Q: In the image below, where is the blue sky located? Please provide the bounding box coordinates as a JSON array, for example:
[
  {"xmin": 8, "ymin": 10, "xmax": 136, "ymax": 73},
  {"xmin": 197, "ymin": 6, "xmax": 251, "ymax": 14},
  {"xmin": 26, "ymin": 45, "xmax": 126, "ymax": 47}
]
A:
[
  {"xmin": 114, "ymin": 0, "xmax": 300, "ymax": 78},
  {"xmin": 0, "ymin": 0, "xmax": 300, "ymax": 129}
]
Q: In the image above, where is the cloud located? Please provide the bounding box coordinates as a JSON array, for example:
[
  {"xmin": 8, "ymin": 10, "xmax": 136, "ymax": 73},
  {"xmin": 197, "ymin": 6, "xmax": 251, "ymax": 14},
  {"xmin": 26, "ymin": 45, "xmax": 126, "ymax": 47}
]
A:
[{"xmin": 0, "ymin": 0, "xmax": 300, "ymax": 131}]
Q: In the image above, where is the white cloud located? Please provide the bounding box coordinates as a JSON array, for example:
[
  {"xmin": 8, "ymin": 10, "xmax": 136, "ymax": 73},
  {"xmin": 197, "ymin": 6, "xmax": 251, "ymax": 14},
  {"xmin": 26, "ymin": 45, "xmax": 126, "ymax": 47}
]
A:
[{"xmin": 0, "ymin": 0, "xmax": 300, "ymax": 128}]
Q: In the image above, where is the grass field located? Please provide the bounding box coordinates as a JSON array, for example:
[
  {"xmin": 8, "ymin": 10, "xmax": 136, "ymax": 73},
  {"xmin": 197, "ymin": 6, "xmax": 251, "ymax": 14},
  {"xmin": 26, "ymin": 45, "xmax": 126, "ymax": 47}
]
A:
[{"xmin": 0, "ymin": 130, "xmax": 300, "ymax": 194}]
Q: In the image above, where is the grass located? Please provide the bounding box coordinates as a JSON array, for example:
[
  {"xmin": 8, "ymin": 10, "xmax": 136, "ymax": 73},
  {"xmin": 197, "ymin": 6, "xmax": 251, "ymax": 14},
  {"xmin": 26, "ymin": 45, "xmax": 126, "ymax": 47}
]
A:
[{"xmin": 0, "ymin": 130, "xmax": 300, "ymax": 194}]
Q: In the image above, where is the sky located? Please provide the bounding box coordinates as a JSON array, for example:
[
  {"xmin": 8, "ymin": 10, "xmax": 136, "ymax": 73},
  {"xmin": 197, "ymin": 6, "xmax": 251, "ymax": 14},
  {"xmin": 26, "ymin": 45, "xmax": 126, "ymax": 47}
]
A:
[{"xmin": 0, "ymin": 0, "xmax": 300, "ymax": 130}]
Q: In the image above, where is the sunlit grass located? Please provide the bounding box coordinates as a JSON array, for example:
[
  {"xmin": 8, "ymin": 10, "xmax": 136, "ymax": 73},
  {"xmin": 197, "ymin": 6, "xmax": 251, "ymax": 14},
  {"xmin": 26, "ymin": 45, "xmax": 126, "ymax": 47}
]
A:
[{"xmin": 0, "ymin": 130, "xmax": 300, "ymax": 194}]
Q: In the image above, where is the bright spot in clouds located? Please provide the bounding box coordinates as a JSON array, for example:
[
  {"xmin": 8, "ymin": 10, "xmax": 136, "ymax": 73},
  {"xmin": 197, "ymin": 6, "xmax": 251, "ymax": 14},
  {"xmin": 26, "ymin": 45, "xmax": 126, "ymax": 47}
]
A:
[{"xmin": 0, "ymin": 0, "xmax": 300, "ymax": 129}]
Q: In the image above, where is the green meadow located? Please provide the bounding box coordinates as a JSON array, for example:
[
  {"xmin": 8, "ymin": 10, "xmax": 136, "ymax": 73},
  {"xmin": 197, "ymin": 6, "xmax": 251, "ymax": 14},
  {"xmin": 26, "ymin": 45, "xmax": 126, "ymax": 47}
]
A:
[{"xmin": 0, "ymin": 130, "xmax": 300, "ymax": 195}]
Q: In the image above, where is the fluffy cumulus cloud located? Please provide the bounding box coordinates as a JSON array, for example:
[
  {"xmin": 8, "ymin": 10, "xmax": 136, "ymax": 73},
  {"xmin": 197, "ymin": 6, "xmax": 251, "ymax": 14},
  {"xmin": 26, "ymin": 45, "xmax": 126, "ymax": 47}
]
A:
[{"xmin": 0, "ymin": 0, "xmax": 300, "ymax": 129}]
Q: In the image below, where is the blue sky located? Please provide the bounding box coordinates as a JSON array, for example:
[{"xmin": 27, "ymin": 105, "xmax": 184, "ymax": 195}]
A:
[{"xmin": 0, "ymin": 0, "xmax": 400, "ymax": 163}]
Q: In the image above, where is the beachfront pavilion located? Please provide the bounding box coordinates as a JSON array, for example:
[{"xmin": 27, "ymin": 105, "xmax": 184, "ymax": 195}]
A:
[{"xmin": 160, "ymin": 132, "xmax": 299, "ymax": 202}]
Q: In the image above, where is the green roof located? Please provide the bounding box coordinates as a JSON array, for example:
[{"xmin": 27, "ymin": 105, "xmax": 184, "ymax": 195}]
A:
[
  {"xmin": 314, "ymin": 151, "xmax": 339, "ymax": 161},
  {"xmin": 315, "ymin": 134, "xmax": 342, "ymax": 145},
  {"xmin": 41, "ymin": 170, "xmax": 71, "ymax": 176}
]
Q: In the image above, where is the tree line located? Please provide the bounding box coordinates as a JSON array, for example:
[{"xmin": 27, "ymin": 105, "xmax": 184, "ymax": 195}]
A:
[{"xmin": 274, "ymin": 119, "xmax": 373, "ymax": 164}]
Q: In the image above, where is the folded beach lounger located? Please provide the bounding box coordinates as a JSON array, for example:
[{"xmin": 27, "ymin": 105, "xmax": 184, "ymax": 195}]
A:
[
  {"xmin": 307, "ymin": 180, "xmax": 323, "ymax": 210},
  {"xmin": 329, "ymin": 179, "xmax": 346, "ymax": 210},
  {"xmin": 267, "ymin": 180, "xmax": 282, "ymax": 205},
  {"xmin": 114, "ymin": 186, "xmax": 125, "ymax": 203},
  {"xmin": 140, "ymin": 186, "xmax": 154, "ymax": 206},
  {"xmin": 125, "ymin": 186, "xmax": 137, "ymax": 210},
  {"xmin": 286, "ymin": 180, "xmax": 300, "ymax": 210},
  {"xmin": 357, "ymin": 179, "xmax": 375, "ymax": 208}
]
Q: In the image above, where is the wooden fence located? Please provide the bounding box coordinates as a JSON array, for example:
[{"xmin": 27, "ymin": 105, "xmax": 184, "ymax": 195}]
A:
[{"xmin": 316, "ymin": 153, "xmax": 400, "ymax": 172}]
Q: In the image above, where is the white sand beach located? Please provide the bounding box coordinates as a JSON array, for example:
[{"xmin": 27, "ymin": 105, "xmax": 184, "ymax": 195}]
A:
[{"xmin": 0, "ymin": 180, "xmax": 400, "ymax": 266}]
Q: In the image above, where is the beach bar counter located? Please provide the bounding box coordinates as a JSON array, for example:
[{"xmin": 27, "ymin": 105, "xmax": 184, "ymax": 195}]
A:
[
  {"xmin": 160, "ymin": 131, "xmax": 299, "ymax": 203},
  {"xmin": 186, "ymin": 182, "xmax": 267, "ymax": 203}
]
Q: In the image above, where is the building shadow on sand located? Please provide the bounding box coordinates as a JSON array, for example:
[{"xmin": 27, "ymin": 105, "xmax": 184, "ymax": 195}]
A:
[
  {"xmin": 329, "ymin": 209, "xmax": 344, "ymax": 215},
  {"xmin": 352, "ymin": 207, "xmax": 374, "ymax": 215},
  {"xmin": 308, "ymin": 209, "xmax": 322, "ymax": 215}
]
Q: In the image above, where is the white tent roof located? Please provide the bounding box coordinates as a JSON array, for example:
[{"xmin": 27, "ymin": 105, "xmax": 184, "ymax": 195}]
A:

§

What to work on: Which lines in the entries above contain the string "roof"? Extract each of them in full, treating uppercase and lowercase letters as distinct.

Full solution:
Q: In the image above, where is the green roof located? Please provide the bounding box coordinates as a JSON array, for example:
Q: In the image above, where is the white tent roof located? Please provide the bounding box coordinates as a JSON array, for example:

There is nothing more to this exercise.